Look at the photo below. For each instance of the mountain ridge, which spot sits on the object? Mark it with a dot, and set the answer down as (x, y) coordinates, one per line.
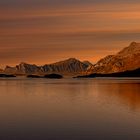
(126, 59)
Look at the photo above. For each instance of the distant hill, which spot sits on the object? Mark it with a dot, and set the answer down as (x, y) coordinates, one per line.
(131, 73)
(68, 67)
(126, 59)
::::
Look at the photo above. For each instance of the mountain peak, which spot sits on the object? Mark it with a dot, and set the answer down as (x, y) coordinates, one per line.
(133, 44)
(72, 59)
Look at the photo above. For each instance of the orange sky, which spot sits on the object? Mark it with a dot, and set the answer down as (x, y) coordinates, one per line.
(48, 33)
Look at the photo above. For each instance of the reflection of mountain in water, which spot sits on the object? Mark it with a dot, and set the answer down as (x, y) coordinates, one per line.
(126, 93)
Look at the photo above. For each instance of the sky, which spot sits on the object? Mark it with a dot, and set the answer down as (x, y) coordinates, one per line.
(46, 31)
::::
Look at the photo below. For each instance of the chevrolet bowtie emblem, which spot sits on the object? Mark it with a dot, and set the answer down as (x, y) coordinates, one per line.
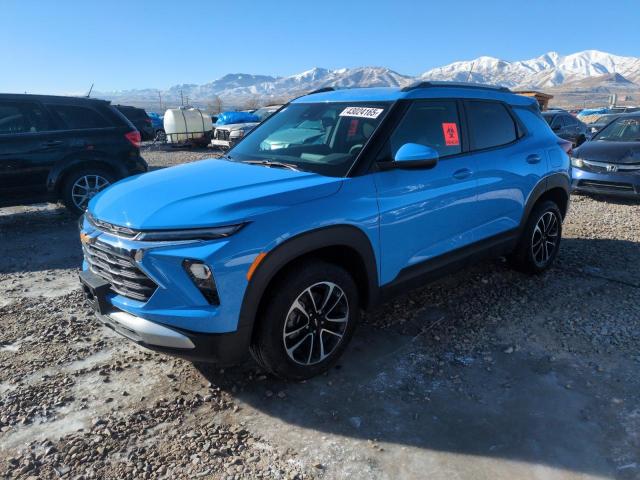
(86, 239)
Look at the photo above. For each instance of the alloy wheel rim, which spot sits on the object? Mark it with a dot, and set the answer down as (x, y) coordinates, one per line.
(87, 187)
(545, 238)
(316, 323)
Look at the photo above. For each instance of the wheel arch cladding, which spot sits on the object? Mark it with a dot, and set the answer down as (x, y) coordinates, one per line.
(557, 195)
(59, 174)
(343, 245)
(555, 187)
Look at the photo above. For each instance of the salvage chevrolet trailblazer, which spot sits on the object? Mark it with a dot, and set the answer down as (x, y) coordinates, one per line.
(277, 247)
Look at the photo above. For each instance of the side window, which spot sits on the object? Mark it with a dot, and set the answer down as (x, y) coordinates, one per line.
::::
AIM =
Reproduce, without changes, the part of the data above that opens with the line containing "Look at the photo above. For each instance of the alloy" and closes with the line containing "Look at the photo above. For each instance of the side", keeping both of those lines.

IN RESPONSE =
Look at the photo above. For each instance of the alloy wheel rim, which spot sits on the object? Mark it with a dot, and set the answer down as (x, y) coordinates, one per line.
(87, 187)
(545, 238)
(316, 323)
Look at the photo above. For each instance of the wheel arch cladding, which spot sits on the object? Mark it with a dot, and set the answer down as (x, y) coordinates, one per line.
(557, 195)
(59, 174)
(343, 245)
(555, 187)
Look at the photo above. For each instance of the salvage chevrolet trailblazer, which spot sits on the object? Mark it with a dot, and set the answer down as (x, y) coordinates, one per line.
(277, 247)
Look at the photo above. For each instance of the side window, which spot sits on the object? Mark it with a dot, and set the answer down as (x, y) coordinates, one per line.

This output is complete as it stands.